-- やること --
下に示す映画『博士と狂人』のレビューを、全文そのまま書き写してください。

-- 抜粋資料 --
○ ○ ○ ○

スクラ

博士と狂人のスクラのレビュー・感想・評価

博士と狂人(2018年製作の映画)
4.0
<どちらも博士であり、どちらも狂人>

予告編を観たときは、博士=マレー博士(メル・ギブソン)、狂人=マイナー(ショーン・ペン)だと思っていたけど、実際観てみると、どちらも博士であり、狂人だと感じた。

マレーは独学で学んだ身で博士号を持っていないから、アカデミアの定義からすれば博士ではない。マイナーはアメリカ人の元軍医で当然、言語学においては博士でもなんでもない。
それでも、マレーもマイナーも言語に対する知識量、そして、言語を体系化し、辞典を編纂することに対する想いは、正統な博士たちに決して劣らない(むしろ、凌駕している。)。だから、マレーもマイナーも学者から言わせれば、博士ではないけど、博士に匹敵する才能を持った人だった。

○ ○ ○ ○

[保存データ]
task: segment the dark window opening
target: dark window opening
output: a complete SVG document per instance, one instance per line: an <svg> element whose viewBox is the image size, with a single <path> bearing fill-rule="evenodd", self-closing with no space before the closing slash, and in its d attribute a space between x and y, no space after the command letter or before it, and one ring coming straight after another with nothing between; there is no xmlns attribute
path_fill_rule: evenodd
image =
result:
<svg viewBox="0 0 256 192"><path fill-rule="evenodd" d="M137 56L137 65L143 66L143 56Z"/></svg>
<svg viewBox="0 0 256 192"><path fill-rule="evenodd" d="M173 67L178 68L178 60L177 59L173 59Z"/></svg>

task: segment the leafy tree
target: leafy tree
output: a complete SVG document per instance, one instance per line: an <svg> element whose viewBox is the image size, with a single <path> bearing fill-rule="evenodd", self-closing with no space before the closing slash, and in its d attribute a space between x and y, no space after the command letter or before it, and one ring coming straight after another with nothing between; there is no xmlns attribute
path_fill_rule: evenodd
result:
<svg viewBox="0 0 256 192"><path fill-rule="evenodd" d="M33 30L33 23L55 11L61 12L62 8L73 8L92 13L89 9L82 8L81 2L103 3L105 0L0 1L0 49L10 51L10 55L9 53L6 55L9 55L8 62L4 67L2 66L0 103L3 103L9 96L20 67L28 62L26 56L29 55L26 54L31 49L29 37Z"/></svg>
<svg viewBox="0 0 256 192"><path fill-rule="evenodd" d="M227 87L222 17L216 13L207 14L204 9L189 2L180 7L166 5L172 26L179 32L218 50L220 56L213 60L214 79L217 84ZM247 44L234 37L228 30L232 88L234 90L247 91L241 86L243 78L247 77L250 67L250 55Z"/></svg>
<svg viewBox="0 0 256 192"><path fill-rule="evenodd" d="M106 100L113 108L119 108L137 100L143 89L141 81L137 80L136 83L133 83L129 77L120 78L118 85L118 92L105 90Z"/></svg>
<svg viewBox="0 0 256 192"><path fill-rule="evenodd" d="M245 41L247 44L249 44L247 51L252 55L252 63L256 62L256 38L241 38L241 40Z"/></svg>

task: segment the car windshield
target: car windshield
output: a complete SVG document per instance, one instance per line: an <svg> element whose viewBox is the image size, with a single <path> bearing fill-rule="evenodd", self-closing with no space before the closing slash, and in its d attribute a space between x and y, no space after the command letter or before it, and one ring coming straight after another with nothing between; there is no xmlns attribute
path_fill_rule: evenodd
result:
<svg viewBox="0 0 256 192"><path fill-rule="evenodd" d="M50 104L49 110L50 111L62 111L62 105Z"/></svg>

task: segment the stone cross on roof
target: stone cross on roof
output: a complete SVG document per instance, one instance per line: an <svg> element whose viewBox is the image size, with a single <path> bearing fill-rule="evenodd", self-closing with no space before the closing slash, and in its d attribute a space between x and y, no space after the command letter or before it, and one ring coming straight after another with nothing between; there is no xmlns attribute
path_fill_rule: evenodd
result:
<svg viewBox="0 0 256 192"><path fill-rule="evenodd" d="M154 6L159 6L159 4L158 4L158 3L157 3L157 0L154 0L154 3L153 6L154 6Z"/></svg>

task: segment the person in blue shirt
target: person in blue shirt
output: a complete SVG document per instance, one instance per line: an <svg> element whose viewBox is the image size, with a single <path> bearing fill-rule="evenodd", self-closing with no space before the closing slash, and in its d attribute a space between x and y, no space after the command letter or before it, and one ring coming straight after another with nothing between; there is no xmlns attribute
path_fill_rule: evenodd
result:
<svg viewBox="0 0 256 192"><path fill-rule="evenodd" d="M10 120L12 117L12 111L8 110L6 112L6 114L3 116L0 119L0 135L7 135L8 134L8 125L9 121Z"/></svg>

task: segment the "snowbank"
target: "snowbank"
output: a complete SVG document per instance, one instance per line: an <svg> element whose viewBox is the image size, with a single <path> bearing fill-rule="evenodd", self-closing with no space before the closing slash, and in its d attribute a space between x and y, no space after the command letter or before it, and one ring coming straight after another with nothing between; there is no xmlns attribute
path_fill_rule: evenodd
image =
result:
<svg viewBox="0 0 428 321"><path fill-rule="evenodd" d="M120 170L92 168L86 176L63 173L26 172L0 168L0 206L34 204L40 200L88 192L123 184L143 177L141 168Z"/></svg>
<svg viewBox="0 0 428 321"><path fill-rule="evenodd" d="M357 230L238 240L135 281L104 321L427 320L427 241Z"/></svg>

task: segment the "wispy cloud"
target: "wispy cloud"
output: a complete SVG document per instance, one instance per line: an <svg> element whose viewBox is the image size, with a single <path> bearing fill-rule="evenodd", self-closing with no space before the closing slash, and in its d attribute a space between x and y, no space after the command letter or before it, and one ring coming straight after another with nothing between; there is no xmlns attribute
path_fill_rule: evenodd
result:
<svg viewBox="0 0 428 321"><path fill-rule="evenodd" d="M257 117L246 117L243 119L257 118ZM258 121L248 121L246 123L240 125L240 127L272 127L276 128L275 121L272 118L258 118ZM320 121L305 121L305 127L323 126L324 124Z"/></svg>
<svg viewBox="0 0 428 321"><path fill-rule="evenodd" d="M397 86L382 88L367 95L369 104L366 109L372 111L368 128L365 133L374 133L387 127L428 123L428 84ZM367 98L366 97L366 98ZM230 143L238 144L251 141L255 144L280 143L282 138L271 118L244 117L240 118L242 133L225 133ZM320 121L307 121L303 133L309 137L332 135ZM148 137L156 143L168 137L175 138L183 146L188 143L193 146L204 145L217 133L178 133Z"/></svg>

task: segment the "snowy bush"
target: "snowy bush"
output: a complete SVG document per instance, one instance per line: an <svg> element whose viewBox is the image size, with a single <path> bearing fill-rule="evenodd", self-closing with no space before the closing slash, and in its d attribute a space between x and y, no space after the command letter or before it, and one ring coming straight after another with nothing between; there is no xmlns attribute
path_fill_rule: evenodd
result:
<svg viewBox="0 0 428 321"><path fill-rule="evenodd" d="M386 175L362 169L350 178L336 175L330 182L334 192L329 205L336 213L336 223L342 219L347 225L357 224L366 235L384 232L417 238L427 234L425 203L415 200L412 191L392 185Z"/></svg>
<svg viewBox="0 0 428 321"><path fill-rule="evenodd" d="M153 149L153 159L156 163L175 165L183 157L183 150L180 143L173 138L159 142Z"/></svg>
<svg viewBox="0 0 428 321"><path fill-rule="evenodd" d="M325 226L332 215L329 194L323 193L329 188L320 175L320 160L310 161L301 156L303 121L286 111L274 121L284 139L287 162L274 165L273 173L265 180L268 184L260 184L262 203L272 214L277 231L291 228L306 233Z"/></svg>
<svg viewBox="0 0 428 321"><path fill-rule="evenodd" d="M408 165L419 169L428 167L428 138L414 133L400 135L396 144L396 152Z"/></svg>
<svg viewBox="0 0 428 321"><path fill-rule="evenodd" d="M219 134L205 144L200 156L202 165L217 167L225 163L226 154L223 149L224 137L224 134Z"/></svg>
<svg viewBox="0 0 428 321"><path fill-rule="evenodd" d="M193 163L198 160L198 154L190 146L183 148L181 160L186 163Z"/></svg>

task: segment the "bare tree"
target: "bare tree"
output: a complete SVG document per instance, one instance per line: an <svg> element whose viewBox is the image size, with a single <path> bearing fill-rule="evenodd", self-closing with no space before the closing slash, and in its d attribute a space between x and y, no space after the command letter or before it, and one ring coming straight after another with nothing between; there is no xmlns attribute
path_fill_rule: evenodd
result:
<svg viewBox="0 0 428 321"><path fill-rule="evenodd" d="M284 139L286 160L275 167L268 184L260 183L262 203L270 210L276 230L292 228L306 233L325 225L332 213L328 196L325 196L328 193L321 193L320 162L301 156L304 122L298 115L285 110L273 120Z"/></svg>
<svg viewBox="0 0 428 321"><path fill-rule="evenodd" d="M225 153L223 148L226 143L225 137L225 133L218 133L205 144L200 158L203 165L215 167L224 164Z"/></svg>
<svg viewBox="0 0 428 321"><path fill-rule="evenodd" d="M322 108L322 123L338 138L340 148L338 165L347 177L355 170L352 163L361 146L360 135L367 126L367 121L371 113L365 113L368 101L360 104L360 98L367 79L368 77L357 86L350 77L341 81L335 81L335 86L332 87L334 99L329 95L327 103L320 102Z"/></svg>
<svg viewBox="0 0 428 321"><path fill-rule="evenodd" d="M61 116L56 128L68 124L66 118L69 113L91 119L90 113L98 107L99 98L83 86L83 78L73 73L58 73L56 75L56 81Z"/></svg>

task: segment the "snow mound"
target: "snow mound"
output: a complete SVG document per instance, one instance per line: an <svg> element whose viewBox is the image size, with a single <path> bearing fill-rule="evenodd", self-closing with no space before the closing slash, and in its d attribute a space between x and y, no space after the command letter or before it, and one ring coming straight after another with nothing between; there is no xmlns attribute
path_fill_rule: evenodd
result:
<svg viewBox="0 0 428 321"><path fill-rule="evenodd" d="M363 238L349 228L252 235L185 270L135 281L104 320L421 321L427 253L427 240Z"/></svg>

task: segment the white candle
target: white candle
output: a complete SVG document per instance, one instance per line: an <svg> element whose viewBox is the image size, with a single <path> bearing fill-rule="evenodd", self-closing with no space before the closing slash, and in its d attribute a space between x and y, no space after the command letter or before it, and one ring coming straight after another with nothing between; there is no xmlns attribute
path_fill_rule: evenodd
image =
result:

○ ○ ○ ○

-- 記述解答 --
スクラ

博士と狂人のスクラのレビュー・感想・評価

博士と狂人(2018年製作の映画)
4.0
<どちらも博士であり、どちらも狂人>

予告編を観たときは、博士=マレー博士(メル・ギブソン)、狂人=マイナー(ショーン・ペン)だと思っていたけど、実際観てみると、どちらも博士であり、狂人だと感じた。

マレーは独学で学んだ身で博士号を持っていないから、アカデミアの定義からすれば博士ではない。マイナーはアメリカ人の元軍医で当然、言語学においては博士でもなんでもない。
それでも、マレーもマイナーも言語に対する知識量、そして、言語を体系化し、辞典を編纂することに対する想いは、正統な博士たちに決して劣らない(むしろ、凌駕している。)。だから、マレーもマイナーも学者から言わせれば、博士ではないけど、博士に匹敵する才能を持った人だった。